#### TASK REQUIREMENTS:
According to the car maintenance excerpt, what minimum tread depth should remain on a tire?

#### TEXT EXCERPT:
BEGIN

4) Make sure your radiator cap is not rusty because you need the spring on its plunger functioning properly to regulate and release pressure to prevent the hoses from bursting.
5) A busted radiator thermostat will not function properly, thus, preventing water/coolant from going to the radiator to release the heat it absorbed from the engine.
6) Check if the fan motors are functioning. It can get as hot as 105° C under the hood of a running car during the summer. Your engine will need all the help it can get.
CHECK YOUR RUBBER
A good deal of parts that either seal your vehicle from the elements or cushion its metal-on-metal connections is rubber. As such, they are prone to deterioration from too much heat exposure. These are what you need to check:
1) Tires are its only connection to the road. With the surface temperature heating up to as much as 150° C during midday, you need good tires to maintain traction during those sizzling hot days. Check for tread using a ruler to ensure you have at least two millimeters of depth remaining. Tires must always have the correct tire pressure, measured by how much PSI (pounds per square inch) it has. Underinflated tires waste fuel, while overinflated tires lose traction. Check the spare tire also has the proper amount of pressure.

END

[Extracted data entries]
BEGIN

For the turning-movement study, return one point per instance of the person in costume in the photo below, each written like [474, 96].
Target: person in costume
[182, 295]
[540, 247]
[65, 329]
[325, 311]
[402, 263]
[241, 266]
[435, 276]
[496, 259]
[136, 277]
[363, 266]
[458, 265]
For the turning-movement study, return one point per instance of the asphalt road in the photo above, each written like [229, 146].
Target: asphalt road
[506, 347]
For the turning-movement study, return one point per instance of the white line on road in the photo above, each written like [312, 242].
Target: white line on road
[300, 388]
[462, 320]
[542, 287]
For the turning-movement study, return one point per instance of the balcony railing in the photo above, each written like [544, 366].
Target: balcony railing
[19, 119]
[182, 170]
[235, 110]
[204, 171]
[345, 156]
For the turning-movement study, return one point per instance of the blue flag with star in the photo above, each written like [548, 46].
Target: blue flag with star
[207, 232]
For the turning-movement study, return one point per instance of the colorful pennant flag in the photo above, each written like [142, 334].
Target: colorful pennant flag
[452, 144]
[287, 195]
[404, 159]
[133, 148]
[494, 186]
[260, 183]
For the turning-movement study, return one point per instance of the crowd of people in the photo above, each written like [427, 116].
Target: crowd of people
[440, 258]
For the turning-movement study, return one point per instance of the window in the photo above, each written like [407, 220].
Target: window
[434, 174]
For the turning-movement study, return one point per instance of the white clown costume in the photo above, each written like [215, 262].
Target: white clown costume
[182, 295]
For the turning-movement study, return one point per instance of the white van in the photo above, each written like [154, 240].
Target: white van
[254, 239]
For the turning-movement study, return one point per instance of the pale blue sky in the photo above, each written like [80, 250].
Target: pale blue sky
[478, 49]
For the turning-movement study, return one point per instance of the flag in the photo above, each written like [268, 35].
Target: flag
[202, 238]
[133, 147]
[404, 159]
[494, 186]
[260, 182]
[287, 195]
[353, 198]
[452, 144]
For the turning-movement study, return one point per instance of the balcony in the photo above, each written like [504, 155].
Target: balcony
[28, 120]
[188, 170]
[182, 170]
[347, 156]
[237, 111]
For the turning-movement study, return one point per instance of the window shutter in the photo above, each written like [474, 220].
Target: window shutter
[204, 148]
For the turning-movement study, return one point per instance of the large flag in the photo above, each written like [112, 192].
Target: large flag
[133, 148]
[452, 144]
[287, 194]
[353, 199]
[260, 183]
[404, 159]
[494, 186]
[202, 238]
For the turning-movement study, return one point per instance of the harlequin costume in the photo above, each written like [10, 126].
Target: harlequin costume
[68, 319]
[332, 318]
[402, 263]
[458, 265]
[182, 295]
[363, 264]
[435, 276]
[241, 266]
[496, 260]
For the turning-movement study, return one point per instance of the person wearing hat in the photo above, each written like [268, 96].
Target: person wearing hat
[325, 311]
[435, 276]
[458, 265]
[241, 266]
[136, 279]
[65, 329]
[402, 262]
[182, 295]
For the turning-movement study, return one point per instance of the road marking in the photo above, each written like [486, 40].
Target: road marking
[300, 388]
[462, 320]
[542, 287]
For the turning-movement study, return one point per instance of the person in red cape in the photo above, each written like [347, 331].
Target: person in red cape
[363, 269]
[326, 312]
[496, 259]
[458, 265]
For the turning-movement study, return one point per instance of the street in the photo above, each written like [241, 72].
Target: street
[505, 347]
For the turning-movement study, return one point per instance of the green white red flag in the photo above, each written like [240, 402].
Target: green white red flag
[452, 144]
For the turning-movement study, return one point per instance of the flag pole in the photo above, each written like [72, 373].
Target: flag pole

END

#### TASK RESULT:
At least two millimeters.